Task: Reproduce the listing below word for word, from its first line to its last, adding and omitting nothing.

Excerpted records:
———

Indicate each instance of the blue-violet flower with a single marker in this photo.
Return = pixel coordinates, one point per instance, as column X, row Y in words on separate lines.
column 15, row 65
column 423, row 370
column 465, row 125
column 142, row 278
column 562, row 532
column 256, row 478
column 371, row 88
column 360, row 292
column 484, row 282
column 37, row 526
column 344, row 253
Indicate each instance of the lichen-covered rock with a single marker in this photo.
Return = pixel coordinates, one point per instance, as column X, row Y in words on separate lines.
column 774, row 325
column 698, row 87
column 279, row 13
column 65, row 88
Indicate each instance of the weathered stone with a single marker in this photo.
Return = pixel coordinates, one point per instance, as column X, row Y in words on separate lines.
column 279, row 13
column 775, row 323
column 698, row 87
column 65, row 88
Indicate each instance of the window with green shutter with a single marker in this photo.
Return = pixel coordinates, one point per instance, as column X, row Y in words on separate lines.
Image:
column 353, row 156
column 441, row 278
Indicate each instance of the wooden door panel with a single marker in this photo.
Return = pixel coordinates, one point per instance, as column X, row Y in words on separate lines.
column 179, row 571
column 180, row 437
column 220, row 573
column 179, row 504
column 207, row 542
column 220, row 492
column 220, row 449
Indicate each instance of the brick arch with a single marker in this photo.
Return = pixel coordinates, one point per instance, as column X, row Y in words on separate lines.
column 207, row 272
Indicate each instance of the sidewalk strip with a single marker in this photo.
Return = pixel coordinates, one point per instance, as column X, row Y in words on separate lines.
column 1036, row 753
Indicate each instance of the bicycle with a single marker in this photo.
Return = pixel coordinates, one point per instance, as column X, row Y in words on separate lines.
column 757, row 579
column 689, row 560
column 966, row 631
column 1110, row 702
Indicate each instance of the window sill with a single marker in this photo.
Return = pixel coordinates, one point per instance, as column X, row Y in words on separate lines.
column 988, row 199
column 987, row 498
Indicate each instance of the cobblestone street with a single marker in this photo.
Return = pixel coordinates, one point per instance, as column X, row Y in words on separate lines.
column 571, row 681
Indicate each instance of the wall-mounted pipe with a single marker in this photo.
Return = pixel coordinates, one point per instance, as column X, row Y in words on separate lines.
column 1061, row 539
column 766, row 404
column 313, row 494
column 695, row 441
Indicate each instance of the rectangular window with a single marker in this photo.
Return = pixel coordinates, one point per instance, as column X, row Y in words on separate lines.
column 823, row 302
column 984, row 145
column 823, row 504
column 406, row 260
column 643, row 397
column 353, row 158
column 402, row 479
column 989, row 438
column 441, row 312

———

Completed task:
Indicate each instance of the blue-violet flower with a single marker in this photo.
Return = pixel coordinates, one point per instance, as column X, row Y in words on separate lines.
column 15, row 65
column 423, row 370
column 465, row 125
column 142, row 278
column 562, row 532
column 256, row 478
column 371, row 88
column 360, row 292
column 484, row 282
column 37, row 526
column 344, row 253
Indicate each instance of the lichen-covered rock with a single marker in this photo.
Return = pixel coordinates, one point per instance, as column X, row Y in words on separate lines.
column 774, row 325
column 698, row 87
column 279, row 13
column 65, row 88
Indicate each instance of the weathered stone with a single marker in this photo.
Return = pixel coordinates, one point per instance, as column X, row Y in words on separate lines.
column 279, row 13
column 775, row 323
column 698, row 87
column 65, row 88
Indicate each instance of the window with green shutter with a single marker in this photo.
Return = pixel coordinates, one point per instance, as column X, row Y in words on separate lines.
Image:
column 353, row 156
column 441, row 278
Indicate each instance of the wooden door panel with a single marker in this photo.
Return = pixel coordinates, one point per instance, as column X, row Y in words on separate lines.
column 179, row 571
column 180, row 437
column 220, row 573
column 179, row 504
column 207, row 542
column 220, row 492
column 220, row 449
Indicate each instance of the brick arch with a single marker in this photo.
Return = pixel coordinates, one point per instance, as column X, row Y in words on separate lines.
column 207, row 272
Indicate each instance of the sidewalk strip with a single marker in this photo.
Return = pixel coordinates, one point per instance, as column X, row Y in words on separate lines.
column 1036, row 753
Indicate each instance of the bicycle with a single marker in this photo.
Return = pixel coordinates, one point per instance, as column X, row Y in words on separate lines.
column 757, row 579
column 689, row 560
column 966, row 631
column 1110, row 702
Indicate each instance of the window sill with a single marker in this photo.
Return = pixel coordinates, one point per instance, as column X, row Y in words on separate lines.
column 988, row 199
column 987, row 498
Indicate each instance of the cobblestone street with a single marker in this photo.
Return = pixel coordinates, one point per instance, as column X, row Y in words on separate lines.
column 571, row 681
Indicate each instance of the wall-mounted pipe with a single marker in this photo.
Return = pixel coordinates, one point per instance, as column X, row Y in words on separate lines.
column 1061, row 539
column 766, row 404
column 313, row 494
column 695, row 441
Indicate each instance of the rectangular window with a single marker in this photo.
Return = pixel coordinates, one point per instance, as column X, row Y in words on separate lines.
column 823, row 302
column 984, row 145
column 823, row 504
column 406, row 260
column 643, row 397
column 353, row 158
column 402, row 479
column 989, row 438
column 441, row 312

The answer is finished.